═════ Teks Bacaan ═════

Sudah hampir dua minggu kompetisi Stand-Up Comedy Indonesia (SUCI) musim kelima di Kompas TV usai. Namun, masih ada perasaan yang mengganjal di hati saya. Sebagai penonton yang tidak menjagokan kontestan tertentu dan murni menonton untuk kesenangan, SUCI 5 begitu menghibur. Saya sempat merasa kompetisi Stand-Up Comedy Indonesia Kompas TV musim kelima adalah gelaran kompetisi yang terbaik bila dibandingkan dengan musim-musim sebelumnya. Mungkin anggapan saya memang sedikit berlebihan. Mungkin juga benar adanya.
Kualitas enam belas peserta teramat mumpuni membuat tingkat persaingan tinggi. Komika yang tampil di panggung Gedung Pertunjukan Usmar Ismail sudah matang. Hampir setiap komika punya persona kuat sebagai senjata dalam menceritakan kegelisahaan yang kemudian menjadi bahan tertawaan. Mereka memang kebanyakan bergabung dengan komunitas stand-up comedy yang mengasah talenta anggotanya berkomedi tunggal. Sekali saja menampilkan performa di bawah standar, saat itu juga komika bisa close- mic alias tersingkir.
Terasa sekali juga penilaian dewan juri yang semakin ketat dan objektif. Ridho, komika asal Medan yang tampil di panggung SUCI 5 karena juara Liga Komunitas Stand-Up Comedy Kompas TV 2014 sudah pulang di umur kompetisi yang masih dini. Sementara Dicky Diffie, yang juga lolos langsung karena kepesertaannya di Liga Komunitas, tersingkir pada show kesembilan akibat alpa soal teknik. Padahal, Dicky sebelum-sebelumnya selalu menampilkan performa maksimal yang ‘pecah’ banget.
Sering kali penonton di studio tertawa terbahak-bahak yang di akhiri dengan standing ovation. Rasanya, frekuensi soal ini lebih tinggi ketimbang yang ada pada gelaran kompetisi terdahulu. Kompetisi SUCI 5 membuat Kamis malam menjadi begitu menyenangkan dan tetap tidak hilang pada Minggu sore saat tayangan ulang.

═════

Tugas Latihan 1: Hitung jumlah baris dalam data yang memuat kata "fluffy", dengan membedakan huruf besar dan kecil. Tuliskan angkanya saja.

═════ Data yang Diberikan ═════

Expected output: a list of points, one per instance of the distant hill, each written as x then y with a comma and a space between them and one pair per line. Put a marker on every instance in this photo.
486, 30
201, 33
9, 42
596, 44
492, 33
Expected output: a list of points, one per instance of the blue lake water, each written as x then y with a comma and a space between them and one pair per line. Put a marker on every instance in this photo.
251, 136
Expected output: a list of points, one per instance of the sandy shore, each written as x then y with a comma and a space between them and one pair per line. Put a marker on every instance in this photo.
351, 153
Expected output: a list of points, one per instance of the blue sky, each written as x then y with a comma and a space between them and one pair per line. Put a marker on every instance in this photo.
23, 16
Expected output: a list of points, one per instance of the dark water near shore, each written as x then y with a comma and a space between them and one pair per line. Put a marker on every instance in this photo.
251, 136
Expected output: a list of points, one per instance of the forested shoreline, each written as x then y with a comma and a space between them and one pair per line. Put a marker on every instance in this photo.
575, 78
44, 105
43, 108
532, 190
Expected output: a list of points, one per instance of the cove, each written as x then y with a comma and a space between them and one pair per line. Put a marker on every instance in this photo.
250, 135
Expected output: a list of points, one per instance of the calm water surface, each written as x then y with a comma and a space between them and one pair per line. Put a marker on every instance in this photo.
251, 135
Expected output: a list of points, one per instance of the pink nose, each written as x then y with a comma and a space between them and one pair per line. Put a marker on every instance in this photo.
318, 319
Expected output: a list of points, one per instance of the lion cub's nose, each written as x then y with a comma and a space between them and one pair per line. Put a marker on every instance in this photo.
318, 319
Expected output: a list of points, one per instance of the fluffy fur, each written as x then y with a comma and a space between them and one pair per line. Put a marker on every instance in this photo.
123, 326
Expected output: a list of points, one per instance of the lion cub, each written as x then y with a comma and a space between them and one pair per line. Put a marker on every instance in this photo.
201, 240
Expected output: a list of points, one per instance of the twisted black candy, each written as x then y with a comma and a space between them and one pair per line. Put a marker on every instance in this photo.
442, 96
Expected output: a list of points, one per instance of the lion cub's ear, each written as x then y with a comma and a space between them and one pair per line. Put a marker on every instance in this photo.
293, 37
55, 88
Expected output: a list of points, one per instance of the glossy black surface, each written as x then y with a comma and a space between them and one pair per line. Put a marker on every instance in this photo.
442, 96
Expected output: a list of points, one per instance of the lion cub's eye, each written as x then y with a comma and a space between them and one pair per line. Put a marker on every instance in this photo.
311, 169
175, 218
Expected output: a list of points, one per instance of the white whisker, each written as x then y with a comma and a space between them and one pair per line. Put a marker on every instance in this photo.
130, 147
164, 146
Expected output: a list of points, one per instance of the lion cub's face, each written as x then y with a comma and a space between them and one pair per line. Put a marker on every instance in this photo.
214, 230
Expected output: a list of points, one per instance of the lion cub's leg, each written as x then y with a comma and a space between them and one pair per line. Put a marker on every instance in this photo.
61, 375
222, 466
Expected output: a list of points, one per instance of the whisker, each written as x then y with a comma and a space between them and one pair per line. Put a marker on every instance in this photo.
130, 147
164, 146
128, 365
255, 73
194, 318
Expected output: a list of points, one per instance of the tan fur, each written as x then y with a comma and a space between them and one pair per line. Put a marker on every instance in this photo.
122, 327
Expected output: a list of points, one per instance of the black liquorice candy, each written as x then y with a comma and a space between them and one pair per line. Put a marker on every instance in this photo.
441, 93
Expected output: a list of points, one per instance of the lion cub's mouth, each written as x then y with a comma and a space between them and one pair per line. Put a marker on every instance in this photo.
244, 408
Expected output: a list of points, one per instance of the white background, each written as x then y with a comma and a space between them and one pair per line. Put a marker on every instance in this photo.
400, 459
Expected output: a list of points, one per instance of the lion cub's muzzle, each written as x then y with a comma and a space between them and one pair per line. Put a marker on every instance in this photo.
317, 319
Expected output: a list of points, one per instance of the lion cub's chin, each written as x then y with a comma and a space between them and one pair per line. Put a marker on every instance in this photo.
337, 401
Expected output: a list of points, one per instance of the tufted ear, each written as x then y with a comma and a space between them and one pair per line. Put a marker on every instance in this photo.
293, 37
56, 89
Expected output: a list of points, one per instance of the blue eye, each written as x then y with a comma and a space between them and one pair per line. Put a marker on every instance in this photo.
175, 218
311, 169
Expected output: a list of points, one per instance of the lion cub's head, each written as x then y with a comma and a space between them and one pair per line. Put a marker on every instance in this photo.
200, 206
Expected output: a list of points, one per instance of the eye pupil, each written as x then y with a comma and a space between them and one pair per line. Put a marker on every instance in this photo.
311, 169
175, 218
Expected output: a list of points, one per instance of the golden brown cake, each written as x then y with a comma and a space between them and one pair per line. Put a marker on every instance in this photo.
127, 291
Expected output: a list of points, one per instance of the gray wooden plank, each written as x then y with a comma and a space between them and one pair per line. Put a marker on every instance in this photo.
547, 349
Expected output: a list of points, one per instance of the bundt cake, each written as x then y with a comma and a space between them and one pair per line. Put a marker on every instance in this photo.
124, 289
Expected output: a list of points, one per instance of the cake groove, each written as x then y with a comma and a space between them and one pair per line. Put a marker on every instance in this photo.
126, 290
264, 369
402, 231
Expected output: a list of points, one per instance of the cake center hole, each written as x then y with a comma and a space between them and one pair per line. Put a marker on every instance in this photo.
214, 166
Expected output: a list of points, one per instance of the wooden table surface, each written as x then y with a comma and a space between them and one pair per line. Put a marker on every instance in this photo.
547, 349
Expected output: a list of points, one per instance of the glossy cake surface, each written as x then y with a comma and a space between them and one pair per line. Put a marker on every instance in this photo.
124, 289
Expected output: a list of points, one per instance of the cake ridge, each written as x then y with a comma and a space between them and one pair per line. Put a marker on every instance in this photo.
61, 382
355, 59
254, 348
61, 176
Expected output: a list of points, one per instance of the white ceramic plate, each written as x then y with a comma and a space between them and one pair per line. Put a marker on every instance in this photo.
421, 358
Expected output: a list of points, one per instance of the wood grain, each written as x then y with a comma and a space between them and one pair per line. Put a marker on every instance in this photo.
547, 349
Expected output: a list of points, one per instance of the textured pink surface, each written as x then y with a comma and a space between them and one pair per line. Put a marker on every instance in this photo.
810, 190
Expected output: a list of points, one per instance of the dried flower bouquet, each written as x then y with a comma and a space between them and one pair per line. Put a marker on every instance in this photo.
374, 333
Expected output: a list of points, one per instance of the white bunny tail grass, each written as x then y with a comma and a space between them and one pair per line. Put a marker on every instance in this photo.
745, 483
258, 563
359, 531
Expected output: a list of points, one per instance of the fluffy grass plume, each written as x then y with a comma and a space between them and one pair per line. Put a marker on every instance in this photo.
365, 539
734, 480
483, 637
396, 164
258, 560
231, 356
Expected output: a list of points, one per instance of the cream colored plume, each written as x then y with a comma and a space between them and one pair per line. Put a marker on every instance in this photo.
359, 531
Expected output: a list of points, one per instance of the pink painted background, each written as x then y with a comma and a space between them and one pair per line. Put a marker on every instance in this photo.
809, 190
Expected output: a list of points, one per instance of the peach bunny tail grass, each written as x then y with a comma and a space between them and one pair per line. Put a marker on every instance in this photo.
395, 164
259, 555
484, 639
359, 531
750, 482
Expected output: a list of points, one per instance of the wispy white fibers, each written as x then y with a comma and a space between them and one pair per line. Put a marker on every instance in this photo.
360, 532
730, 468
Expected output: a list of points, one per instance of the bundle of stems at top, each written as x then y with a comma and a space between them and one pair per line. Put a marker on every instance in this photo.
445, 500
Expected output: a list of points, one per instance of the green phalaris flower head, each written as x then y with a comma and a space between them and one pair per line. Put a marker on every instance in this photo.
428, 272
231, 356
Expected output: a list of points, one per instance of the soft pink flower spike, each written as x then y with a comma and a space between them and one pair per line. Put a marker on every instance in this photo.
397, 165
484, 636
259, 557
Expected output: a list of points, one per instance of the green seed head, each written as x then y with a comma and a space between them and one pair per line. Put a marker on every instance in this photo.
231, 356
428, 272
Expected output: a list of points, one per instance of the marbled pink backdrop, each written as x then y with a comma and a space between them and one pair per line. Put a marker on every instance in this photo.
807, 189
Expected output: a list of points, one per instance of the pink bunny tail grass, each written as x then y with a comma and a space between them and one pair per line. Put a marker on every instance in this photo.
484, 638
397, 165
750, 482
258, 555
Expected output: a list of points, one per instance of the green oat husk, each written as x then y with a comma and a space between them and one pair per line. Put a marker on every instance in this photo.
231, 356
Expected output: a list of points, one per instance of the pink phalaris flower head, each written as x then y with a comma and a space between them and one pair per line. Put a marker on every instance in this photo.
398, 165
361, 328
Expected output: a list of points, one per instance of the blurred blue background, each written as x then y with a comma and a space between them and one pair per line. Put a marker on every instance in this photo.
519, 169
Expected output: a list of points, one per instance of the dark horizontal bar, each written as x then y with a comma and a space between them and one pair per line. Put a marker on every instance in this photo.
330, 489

═════

Tugas Latihan 2: Ubah paragraf dalam teks tentang SUCI 5 yang diawali "Terasa sekali juga penilaian dewan juri" menjadi daftar poin yang lebih ringkas tanpa menghilangkan fakta utamanya.

Jawaban Latihan 1: 2

Jawaban Latihan 2:
- Penilaian dewan juri terasa semakin ketat dan objektif.
- Ridho, komika asal Medan yang tampil di SUCI 5 karena menjuarai Liga Komunitas Stand-Up Comedy Kompas TV 2014, sudah tersingkir ketika kompetisi masih dini.
- Dicky Diffie, yang juga lolos langsung lewat Liga Komunitas, tersingkir pada show kesembilan karena alpa soal teknik.
- Sebelum itu, Dicky selalu menampilkan performa maksimal yang 'pecah' banget.